*** QUOTED PASSAGE Section Begins ***
06/30/2014 04:02 pm ET Updated Aug 30, 2014

The Supreme Court, Hobby Lobby, and the Need for a Single-Payer System

More than anything else, the Supreme Court's 5-4 decision in Burwell v. Hobby Lobby vividly illustrates the need for a single-payer health care system that does not involve employers. Only a single-payer system would relieve employers of the burden of having to pay for health care services to which they claim to have a moral objection while ensuring that a worker's insurance coverage is not affected by their employer's religious views.

In the case of Hobby Lobby, a single-payer system would have protected workers from sudden and arbitrary changes in the application an employer's religious preferences. Hobby Lobby's employee insurance plan originally covered two of the types of contraceptives in question. It was only after the passage of the Affordable Care Act and the mandate for coverage for contraception that Hobby Lobby decided to drop Ella and Plan B. (Hobby Lobby's plan has never included the IUD.) To make matters more complicated, Hobby Lobby's moral objections are not supported by science. Plan B and Ella, two of the medications to which Hobby Lobby objects, do not act as abortifacients. The mechanism for contraception is different. Consequently, the worker's health care coverage is not only restricted by the employer's religious views but also by the employer's limited understanding of science and medicine.
*** QUOTED PASSAGE Section Ends ***
*** EXTRACTED ENTRIES Section Begins ***
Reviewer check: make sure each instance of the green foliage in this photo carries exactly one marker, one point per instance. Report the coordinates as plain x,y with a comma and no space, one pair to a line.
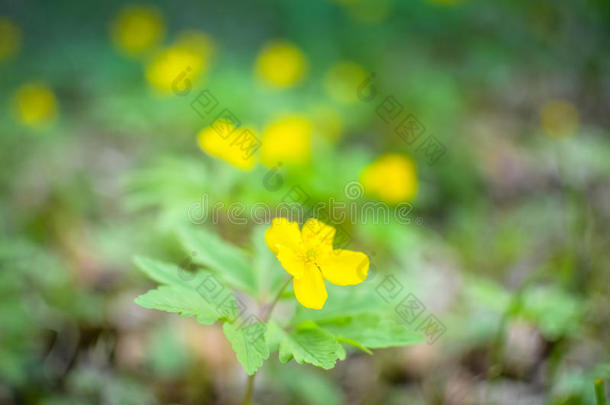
251,353
211,251
306,344
355,316
176,295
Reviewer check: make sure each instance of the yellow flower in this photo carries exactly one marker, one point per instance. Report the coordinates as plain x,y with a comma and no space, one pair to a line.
559,118
281,64
308,256
342,80
287,140
10,39
231,147
137,29
35,104
392,178
187,58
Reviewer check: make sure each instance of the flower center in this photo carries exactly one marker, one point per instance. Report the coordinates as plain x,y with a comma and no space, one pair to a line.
310,255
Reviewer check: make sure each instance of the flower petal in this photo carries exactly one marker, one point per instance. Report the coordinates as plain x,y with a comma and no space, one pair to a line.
318,235
310,289
344,267
283,233
291,261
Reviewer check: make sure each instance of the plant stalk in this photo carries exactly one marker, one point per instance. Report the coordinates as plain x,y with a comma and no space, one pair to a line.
600,392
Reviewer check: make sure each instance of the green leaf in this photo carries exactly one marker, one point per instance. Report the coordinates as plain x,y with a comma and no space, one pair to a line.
163,272
211,251
372,332
178,295
179,300
343,302
248,344
269,271
307,344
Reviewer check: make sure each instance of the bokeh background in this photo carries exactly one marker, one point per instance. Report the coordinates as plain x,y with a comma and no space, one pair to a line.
102,155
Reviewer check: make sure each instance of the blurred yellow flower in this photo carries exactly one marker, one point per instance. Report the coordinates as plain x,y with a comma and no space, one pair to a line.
342,80
559,118
186,59
308,256
225,142
137,29
35,104
391,178
10,39
281,64
287,140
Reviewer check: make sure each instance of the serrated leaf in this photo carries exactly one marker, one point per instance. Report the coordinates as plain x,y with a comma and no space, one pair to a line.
345,301
179,300
372,332
308,344
162,272
251,350
211,251
177,295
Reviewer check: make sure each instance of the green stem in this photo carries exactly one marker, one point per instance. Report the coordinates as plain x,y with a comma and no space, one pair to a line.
600,394
250,385
249,390
276,299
*** EXTRACTED ENTRIES Section Ends ***
> [SET OF TASKS]
A – Extract the Hobby Lobby article's wording from "06/30/2014 04:02 pm" up to and including "employer's religious views.".
B – Answer these questions using the Hobby Lobby article:
(i) By what vote did the Supreme Court decide Burwell v. Hobby Lobby?
(ii) Which two contraceptives did Hobby Lobby drop from its employee plan after the Affordable Care Act passed?
(iii) Which type of contraceptive has Hobby Lobby's plan never included?
The records are separate material that stands apart from the Hobby Lobby article.

> [RESULTS IN ORDER]
A –
06/30/2014 04:02 pm ET Updated Aug 30, 2014

The Supreme Court, Hobby Lobby, and the Need for a Single-Payer System

More than anything else, the Supreme Court's 5-4 decision in Burwell v. Hobby Lobby vividly illustrates the need for a single-payer health care system that does not involve employers. Only a single-payer system would relieve employers of the burden of having to pay for health care services to which they claim to have a moral objection while ensuring that a worker's insurance coverage is not affected by their employer's religious views.

B –
(i) 5-4
(ii) Ella and Plan B
(iii) The IUD